Saved entries >>
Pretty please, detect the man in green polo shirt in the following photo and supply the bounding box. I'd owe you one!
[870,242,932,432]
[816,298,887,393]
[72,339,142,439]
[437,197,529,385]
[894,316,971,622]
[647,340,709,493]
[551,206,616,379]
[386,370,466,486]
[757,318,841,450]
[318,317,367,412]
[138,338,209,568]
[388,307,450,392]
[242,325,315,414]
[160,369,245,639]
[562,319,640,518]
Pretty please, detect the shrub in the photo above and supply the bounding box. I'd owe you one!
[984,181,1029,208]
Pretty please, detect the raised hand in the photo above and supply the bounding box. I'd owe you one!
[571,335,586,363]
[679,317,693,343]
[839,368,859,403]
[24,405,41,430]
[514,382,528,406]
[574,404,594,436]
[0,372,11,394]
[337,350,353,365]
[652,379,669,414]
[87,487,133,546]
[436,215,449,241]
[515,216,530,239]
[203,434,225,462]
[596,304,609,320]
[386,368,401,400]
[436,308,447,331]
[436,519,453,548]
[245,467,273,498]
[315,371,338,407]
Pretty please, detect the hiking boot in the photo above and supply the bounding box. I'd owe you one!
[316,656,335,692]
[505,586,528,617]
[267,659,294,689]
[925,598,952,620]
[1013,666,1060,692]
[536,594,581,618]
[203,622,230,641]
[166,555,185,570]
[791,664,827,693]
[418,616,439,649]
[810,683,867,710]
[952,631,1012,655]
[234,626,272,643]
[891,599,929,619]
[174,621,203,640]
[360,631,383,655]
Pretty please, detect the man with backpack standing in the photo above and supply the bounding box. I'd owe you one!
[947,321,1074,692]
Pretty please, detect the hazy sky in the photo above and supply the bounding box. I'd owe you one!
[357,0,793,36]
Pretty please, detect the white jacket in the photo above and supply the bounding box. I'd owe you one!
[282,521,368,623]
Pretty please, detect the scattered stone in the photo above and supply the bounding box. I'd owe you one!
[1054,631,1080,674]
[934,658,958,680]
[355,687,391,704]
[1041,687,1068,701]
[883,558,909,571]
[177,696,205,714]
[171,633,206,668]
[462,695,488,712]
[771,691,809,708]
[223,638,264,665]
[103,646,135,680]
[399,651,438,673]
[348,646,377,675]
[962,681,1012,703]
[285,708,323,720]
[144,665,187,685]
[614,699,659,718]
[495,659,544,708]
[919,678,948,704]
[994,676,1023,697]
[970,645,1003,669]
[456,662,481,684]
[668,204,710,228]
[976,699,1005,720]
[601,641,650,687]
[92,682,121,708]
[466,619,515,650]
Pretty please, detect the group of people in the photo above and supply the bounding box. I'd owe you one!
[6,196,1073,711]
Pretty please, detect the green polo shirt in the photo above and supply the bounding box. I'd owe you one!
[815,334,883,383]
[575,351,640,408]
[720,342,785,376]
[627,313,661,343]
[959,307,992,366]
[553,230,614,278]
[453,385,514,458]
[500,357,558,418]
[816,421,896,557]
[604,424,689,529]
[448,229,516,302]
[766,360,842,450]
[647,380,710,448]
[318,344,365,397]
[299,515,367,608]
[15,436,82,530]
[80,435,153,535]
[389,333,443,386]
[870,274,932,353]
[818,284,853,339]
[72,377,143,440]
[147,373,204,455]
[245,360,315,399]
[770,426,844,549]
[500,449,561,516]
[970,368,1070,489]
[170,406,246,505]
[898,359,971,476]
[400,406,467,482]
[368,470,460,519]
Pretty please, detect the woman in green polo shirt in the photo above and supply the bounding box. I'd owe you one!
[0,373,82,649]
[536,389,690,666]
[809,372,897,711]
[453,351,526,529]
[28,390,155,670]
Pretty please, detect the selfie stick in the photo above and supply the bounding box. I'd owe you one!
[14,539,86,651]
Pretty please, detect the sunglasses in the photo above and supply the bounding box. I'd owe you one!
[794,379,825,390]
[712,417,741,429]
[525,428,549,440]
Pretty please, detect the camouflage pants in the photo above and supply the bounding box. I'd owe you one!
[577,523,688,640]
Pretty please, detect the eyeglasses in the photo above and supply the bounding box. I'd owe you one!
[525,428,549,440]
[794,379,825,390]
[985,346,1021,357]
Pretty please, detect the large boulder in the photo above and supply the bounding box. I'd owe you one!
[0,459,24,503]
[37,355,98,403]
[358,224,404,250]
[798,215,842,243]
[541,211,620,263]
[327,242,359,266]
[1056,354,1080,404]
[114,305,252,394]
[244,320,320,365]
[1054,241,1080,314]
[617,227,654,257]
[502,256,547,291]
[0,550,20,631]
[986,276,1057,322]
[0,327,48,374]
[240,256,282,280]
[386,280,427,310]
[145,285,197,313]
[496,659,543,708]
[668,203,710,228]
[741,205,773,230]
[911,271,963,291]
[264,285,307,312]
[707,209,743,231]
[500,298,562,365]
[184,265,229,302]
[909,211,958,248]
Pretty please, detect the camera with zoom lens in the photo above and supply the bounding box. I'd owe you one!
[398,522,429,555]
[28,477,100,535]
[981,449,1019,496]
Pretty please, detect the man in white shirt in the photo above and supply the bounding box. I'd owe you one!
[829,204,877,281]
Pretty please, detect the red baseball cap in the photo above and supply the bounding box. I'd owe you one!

Directions >>
When you write the entries out again, keep every word and mark exactly as it is.

Written reply >>
Pretty please, detect the man in green polo shirt in the following photo and supply the bounding box. I'd owe you one!
[870,242,932,432]
[816,298,887,393]
[72,339,142,439]
[437,197,529,385]
[894,316,971,622]
[647,340,709,493]
[551,206,616,379]
[386,370,466,486]
[757,318,841,450]
[318,317,367,412]
[138,338,209,568]
[388,307,450,392]
[242,325,315,414]
[160,369,245,639]
[562,319,640,518]
Pretty please, detect the shrub in the photo above and supply the bounding box. I'd owe you one!
[984,181,1029,208]
Pretty please, detect the raised hand in the photo above and supply the bounding box. I'd owe you one!
[571,335,586,363]
[679,317,693,343]
[839,368,859,403]
[24,405,41,430]
[514,382,528,406]
[574,404,594,436]
[0,372,11,394]
[337,350,353,365]
[652,379,669,414]
[87,487,133,546]
[436,215,449,241]
[515,216,530,239]
[203,434,225,462]
[596,304,609,320]
[386,368,401,400]
[436,308,447,331]
[436,519,453,548]
[245,467,273,498]
[315,371,338,407]
Pretty please, detect the hiking boot in the photo above and supply the bounding box. I'd owe you one!
[316,656,335,692]
[505,586,528,617]
[267,659,294,689]
[925,598,952,620]
[1013,666,1060,692]
[536,594,581,618]
[203,622,230,641]
[166,555,185,570]
[791,664,827,693]
[418,616,439,649]
[810,683,867,710]
[952,631,1012,655]
[234,626,272,643]
[891,599,929,619]
[174,621,203,640]
[360,631,383,655]
Pretty please, detect the man with backpack standing in the photo above and supply the bounding box. I'd owe you one!
[947,321,1074,692]
Pretty please, detect the hazy sky in the photo above and supply the bounding box. I'd owe you one!
[357,0,793,36]
Pretty please, detect the white jacket in the photo above and supply the bounding box. I'd owe you one!
[282,521,368,623]
Pretty please, detect the scattered stone in the photo above and supply the bounding box. I'd owe you one!
[1054,631,1080,674]
[934,658,958,680]
[355,687,391,704]
[1041,687,1068,701]
[883,558,909,571]
[177,696,205,714]
[171,633,206,668]
[462,695,488,712]
[771,691,809,708]
[223,638,264,665]
[103,646,135,680]
[399,651,438,673]
[348,646,377,675]
[962,681,1012,703]
[285,708,323,720]
[144,665,187,685]
[614,699,659,718]
[495,659,544,708]
[919,678,948,704]
[994,676,1023,697]
[970,645,1003,669]
[456,662,481,684]
[668,204,710,228]
[976,699,1005,720]
[601,641,650,687]
[92,682,121,708]
[466,619,515,650]
Pretty please, detect the group of people in the photo above and supply the bounding box. I'd owe you one!
[6,196,1073,711]
Pretty please, detect the green polo shirt in the photo above and supply the bounding box. I'd owe you one!
[815,334,883,383]
[575,351,640,408]
[720,342,785,376]
[627,313,661,343]
[959,307,992,366]
[553,230,614,278]
[453,385,514,458]
[500,357,558,418]
[816,421,896,557]
[604,424,689,529]
[448,229,516,302]
[766,360,842,450]
[647,380,710,448]
[318,344,365,397]
[299,515,367,608]
[15,436,82,530]
[80,435,153,535]
[389,333,443,386]
[870,274,932,353]
[818,284,853,339]
[72,377,143,440]
[147,373,204,455]
[245,360,315,399]
[770,426,844,549]
[500,449,561,516]
[970,368,1070,489]
[170,406,246,505]
[898,359,971,476]
[400,406,467,482]
[368,470,460,519]
Pretty please, detect the woman in green polo shirt in the photo above and supply the bounding box. I'd owe you one!
[0,373,82,649]
[536,389,690,666]
[809,372,897,711]
[453,351,526,529]
[28,390,155,670]
Pretty please, detect the selfie stick in the photo above and supply the bounding box. I'd owe you one!
[14,539,86,651]
Pretty please, detect the sunglasses in the photo above and supply the bounding box. I'd owe you one!
[794,379,825,390]
[712,417,741,429]
[525,428,549,440]
Pretty please, detect the camouflage pants in the photo above and supply the bounding box. I'd owe you one!
[577,523,688,640]
Pretty please, detect the eyeglasses in the photo above and supply the bounding box. I'd owe you one!
[525,428,549,440]
[794,379,825,390]
[985,346,1021,357]
Pretty please, detect the large boulder in the photo above and supply the bounding box. I'd owe you one!
[0,459,24,503]
[37,355,98,403]
[358,224,404,250]
[798,215,842,243]
[541,211,620,263]
[327,242,359,266]
[1056,354,1080,404]
[114,305,252,394]
[244,320,320,365]
[1054,241,1080,314]
[617,227,654,257]
[502,256,547,291]
[0,550,20,631]
[986,276,1057,322]
[0,327,48,374]
[240,256,282,280]
[386,280,427,310]
[145,285,197,313]
[496,659,543,708]
[668,203,710,228]
[741,205,773,230]
[911,271,963,291]
[264,285,307,312]
[707,209,743,231]
[500,298,562,365]
[184,265,229,302]
[909,211,958,248]
Pretty please, detect the camera with zoom lens in the photo above and supply the bounding box. I'd owe you one!
[398,522,429,555]
[28,477,100,535]
[981,449,1019,496]
Pretty please, detect the man in white shirt in the photo above and supply the bounding box. I'd owe you one!
[829,204,877,281]
Pretty please, detect the red baseball cap in the photo above and supply the bounding box. I'd owe you one!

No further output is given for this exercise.